Pointing dataset records
::::::

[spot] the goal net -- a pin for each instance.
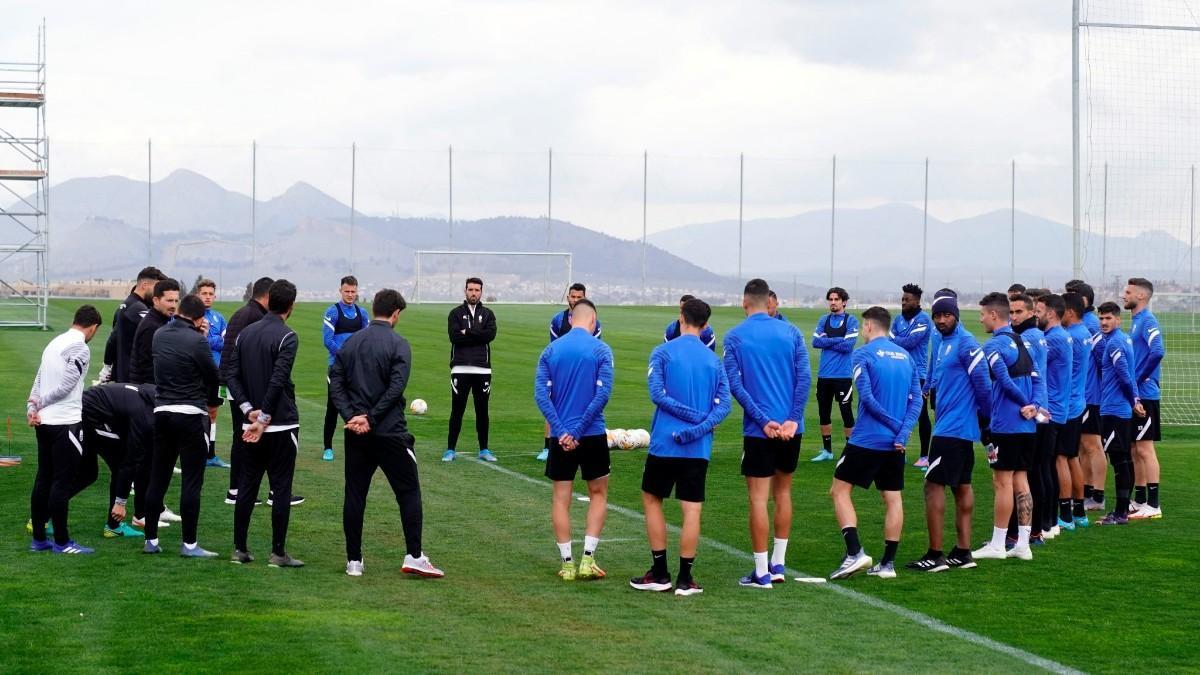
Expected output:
(1139, 143)
(509, 276)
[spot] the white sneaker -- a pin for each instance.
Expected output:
(1021, 553)
(989, 551)
(421, 567)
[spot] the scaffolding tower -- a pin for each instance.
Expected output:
(24, 191)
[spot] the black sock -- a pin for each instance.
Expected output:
(685, 568)
(889, 551)
(659, 563)
(851, 536)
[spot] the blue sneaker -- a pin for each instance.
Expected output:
(753, 581)
(39, 547)
(72, 548)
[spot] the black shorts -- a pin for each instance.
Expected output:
(951, 461)
(1147, 428)
(1014, 452)
(591, 459)
(761, 458)
(1068, 437)
(861, 466)
(1091, 420)
(685, 475)
(840, 389)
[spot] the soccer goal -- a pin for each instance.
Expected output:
(509, 276)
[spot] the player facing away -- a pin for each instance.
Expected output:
(963, 402)
(691, 396)
(888, 404)
(261, 386)
(1147, 352)
(559, 326)
(1119, 404)
(1015, 390)
(342, 320)
(911, 329)
(573, 386)
(767, 365)
(367, 383)
(835, 336)
(54, 410)
(472, 328)
(708, 336)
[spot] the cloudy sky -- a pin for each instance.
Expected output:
(882, 84)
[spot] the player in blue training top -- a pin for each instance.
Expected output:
(673, 329)
(207, 290)
(888, 402)
(691, 396)
(911, 329)
(1017, 387)
(964, 400)
(769, 375)
(342, 320)
(571, 388)
(1119, 404)
(559, 326)
(1147, 352)
(835, 336)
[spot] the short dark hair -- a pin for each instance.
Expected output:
(262, 287)
(281, 297)
(841, 293)
(756, 288)
(995, 302)
(1054, 303)
(165, 285)
(87, 316)
(879, 316)
(387, 302)
(191, 306)
(1143, 284)
(696, 312)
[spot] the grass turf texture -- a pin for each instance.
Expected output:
(1097, 601)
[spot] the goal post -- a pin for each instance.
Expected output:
(509, 276)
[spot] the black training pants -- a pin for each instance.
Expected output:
(185, 437)
(274, 454)
(461, 386)
(364, 454)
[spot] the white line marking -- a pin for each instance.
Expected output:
(871, 601)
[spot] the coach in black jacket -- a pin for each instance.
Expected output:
(261, 386)
(186, 381)
(472, 328)
(253, 310)
(367, 383)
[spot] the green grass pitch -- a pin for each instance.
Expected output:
(1096, 601)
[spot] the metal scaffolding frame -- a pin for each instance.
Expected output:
(24, 191)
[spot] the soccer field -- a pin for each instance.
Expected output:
(1092, 601)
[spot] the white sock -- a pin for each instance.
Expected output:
(760, 563)
(997, 536)
(779, 553)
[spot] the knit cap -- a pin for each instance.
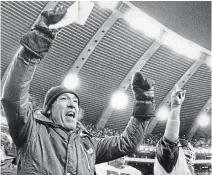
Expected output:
(52, 95)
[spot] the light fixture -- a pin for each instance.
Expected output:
(108, 4)
(119, 100)
(181, 45)
(142, 22)
(163, 113)
(71, 81)
(204, 120)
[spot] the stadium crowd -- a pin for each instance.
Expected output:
(150, 140)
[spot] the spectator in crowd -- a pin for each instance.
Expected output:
(53, 141)
(170, 158)
(116, 167)
(8, 166)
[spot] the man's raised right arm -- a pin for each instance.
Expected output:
(15, 93)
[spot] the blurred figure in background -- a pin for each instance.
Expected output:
(8, 166)
(53, 141)
(174, 157)
(116, 167)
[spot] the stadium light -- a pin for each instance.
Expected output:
(119, 100)
(209, 62)
(71, 81)
(163, 113)
(142, 22)
(204, 120)
(181, 45)
(108, 4)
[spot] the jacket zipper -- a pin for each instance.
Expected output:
(89, 168)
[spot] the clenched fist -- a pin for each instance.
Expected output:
(39, 40)
(178, 96)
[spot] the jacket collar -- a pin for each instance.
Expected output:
(40, 117)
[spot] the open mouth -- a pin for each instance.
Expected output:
(70, 114)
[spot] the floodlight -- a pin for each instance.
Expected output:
(142, 22)
(119, 100)
(71, 81)
(163, 113)
(203, 120)
(181, 45)
(108, 4)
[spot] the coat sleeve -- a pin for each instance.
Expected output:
(15, 97)
(167, 153)
(117, 146)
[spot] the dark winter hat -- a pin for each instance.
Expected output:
(52, 95)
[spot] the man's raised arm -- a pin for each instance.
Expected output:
(15, 94)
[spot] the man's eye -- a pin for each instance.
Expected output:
(75, 101)
(63, 98)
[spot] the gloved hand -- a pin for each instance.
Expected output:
(39, 39)
(142, 88)
(177, 97)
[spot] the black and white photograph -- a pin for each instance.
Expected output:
(105, 88)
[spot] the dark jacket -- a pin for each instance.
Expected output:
(45, 148)
(8, 167)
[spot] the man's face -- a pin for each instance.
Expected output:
(65, 110)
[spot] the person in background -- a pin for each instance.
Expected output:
(174, 157)
(8, 166)
(53, 141)
(116, 167)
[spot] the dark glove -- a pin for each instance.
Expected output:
(142, 88)
(40, 38)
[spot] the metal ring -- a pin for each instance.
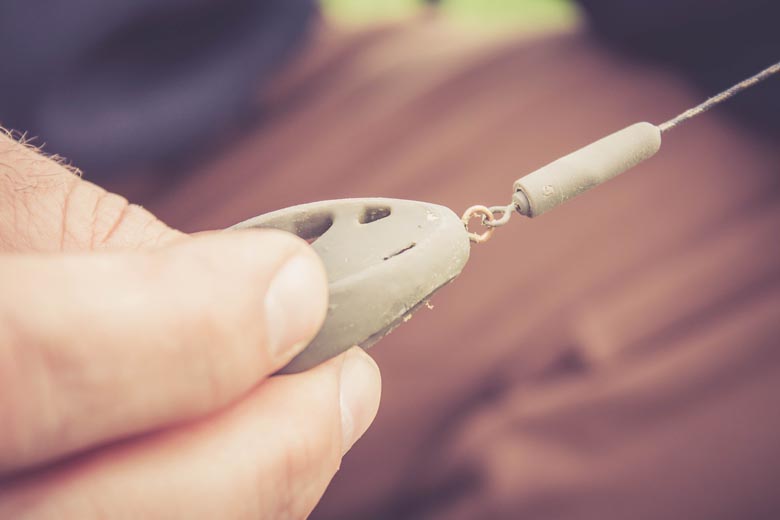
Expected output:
(488, 220)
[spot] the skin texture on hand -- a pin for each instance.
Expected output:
(134, 361)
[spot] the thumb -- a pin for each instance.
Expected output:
(97, 347)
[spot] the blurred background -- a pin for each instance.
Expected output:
(617, 358)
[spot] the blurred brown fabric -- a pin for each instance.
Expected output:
(617, 358)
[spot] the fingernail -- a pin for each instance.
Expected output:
(295, 305)
(359, 395)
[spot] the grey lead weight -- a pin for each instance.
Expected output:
(573, 174)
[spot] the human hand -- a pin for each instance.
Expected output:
(134, 361)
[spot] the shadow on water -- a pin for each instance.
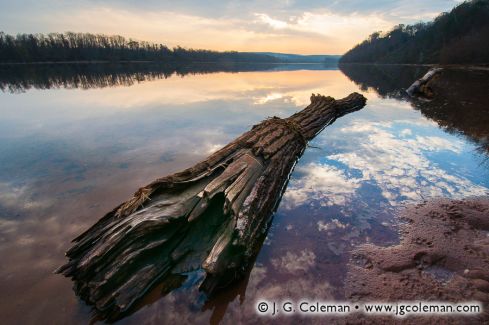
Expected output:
(20, 78)
(460, 104)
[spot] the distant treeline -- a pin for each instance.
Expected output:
(20, 78)
(461, 36)
(60, 47)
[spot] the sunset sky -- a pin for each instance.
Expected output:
(288, 26)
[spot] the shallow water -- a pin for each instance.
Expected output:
(68, 155)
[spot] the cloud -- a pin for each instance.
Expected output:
(399, 166)
(282, 26)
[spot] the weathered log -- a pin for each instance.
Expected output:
(418, 86)
(211, 216)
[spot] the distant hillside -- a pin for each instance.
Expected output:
(69, 47)
(298, 58)
(461, 36)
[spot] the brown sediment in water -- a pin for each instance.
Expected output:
(443, 256)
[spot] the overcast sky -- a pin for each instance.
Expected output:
(290, 26)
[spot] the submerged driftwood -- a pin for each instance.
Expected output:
(211, 216)
(419, 86)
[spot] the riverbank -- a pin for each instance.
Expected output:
(443, 256)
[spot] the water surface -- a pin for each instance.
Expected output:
(75, 145)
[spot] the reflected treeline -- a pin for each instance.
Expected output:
(460, 103)
(387, 80)
(19, 78)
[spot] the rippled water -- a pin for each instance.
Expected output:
(69, 155)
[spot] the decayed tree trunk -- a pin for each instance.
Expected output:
(418, 87)
(211, 216)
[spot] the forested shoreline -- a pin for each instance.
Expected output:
(69, 46)
(458, 37)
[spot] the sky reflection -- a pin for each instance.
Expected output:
(68, 156)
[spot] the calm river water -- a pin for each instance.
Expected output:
(74, 146)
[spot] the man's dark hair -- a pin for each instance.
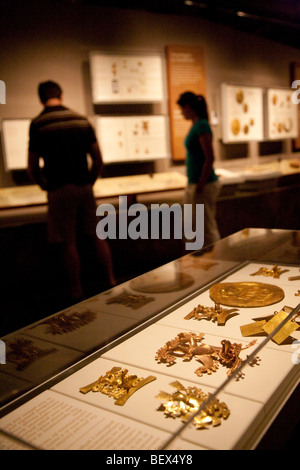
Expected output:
(196, 102)
(48, 90)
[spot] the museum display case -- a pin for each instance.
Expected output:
(201, 353)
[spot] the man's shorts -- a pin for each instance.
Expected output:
(71, 210)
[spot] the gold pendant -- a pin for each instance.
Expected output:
(117, 383)
(274, 272)
(216, 313)
(184, 402)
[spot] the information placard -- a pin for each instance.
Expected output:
(132, 138)
(282, 114)
(126, 78)
(242, 113)
(15, 133)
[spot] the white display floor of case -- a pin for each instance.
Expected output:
(64, 418)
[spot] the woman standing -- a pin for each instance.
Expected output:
(203, 185)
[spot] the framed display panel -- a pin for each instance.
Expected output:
(295, 75)
(15, 133)
(126, 78)
(132, 138)
(282, 114)
(242, 113)
(67, 414)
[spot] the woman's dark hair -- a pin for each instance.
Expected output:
(196, 102)
(48, 90)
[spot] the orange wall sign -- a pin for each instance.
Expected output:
(186, 72)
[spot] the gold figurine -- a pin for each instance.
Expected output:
(117, 383)
(275, 272)
(216, 313)
(189, 345)
(184, 402)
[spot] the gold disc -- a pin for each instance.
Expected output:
(246, 294)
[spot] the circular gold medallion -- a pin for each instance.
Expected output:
(246, 294)
(235, 126)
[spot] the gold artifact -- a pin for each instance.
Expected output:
(189, 345)
(186, 401)
(117, 383)
(266, 325)
(216, 313)
(294, 278)
(274, 272)
(235, 127)
(245, 294)
(239, 96)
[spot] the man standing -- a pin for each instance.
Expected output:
(63, 140)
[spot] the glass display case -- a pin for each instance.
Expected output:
(201, 353)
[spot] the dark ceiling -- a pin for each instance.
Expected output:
(278, 20)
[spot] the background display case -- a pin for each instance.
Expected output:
(48, 362)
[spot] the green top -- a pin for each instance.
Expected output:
(195, 155)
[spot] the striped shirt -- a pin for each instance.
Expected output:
(62, 138)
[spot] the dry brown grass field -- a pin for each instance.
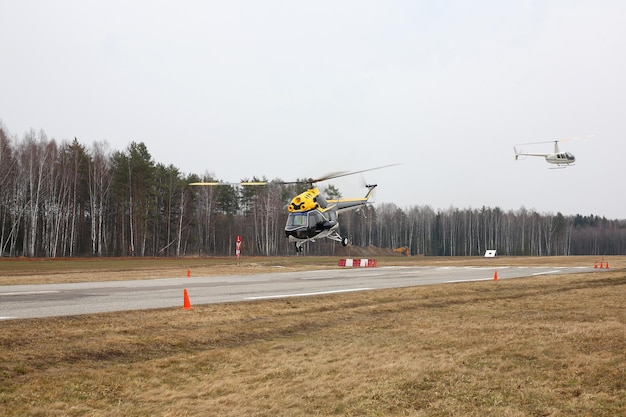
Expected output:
(543, 346)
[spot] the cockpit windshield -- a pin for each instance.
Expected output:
(297, 220)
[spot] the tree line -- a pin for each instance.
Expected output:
(64, 199)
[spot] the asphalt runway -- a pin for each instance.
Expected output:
(49, 300)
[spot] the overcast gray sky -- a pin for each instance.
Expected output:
(292, 89)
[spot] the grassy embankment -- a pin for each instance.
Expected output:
(551, 345)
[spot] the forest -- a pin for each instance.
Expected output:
(66, 199)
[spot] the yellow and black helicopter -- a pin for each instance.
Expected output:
(311, 215)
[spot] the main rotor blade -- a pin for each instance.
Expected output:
(333, 175)
(558, 140)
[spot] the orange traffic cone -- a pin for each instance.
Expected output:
(186, 303)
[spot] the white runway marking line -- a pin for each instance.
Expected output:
(28, 293)
(306, 294)
(547, 272)
(469, 280)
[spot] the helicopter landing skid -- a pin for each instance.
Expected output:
(334, 236)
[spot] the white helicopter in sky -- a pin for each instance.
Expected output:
(558, 158)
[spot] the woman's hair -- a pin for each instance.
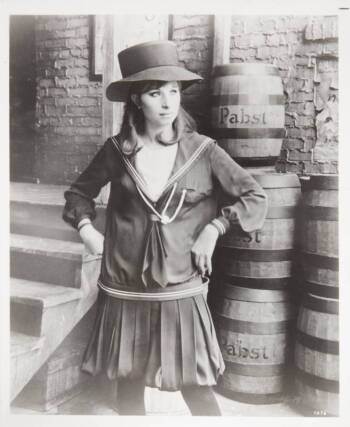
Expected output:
(133, 123)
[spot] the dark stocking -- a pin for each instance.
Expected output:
(201, 400)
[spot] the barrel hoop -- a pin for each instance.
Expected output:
(247, 133)
(246, 99)
(323, 182)
(252, 398)
(281, 212)
(325, 291)
(321, 261)
(318, 344)
(256, 161)
(240, 293)
(256, 255)
(322, 305)
(278, 180)
(259, 283)
(321, 213)
(245, 70)
(319, 383)
(253, 328)
(255, 370)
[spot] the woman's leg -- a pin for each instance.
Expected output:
(201, 400)
(130, 397)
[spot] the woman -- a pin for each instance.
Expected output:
(153, 327)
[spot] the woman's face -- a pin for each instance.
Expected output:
(160, 105)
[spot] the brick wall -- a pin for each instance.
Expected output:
(68, 116)
(305, 51)
(69, 105)
(193, 35)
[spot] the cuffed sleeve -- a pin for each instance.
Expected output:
(245, 201)
(80, 196)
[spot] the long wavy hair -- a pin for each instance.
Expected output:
(133, 124)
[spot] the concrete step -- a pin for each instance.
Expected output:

::::::

● **STATED GOAL**:
Copy exactly the lines from the one containing "[spot] the woman's leg" through the last line of the records, both included, and nothing else.

● **WRITTEN RESPONSE**:
[spot] the woman's leg -- a pin for each instance.
Expected output:
(201, 400)
(130, 397)
[spot] the woman -- a pin for each instance.
Expected output:
(153, 327)
[spot] the woman's face -- a pin for each instance.
Expected output:
(160, 105)
[spot] the brick wall -- a pin for each instance.
Expected output:
(68, 116)
(305, 51)
(69, 105)
(193, 35)
[spot] the cuffed sleeve -- a pin for each instance.
Expected output:
(245, 201)
(80, 196)
[spot] the long wavy hair -- a pin for each instance.
Expected output:
(133, 124)
[spot] the concrete step -- a pin for each instance.
Expected output:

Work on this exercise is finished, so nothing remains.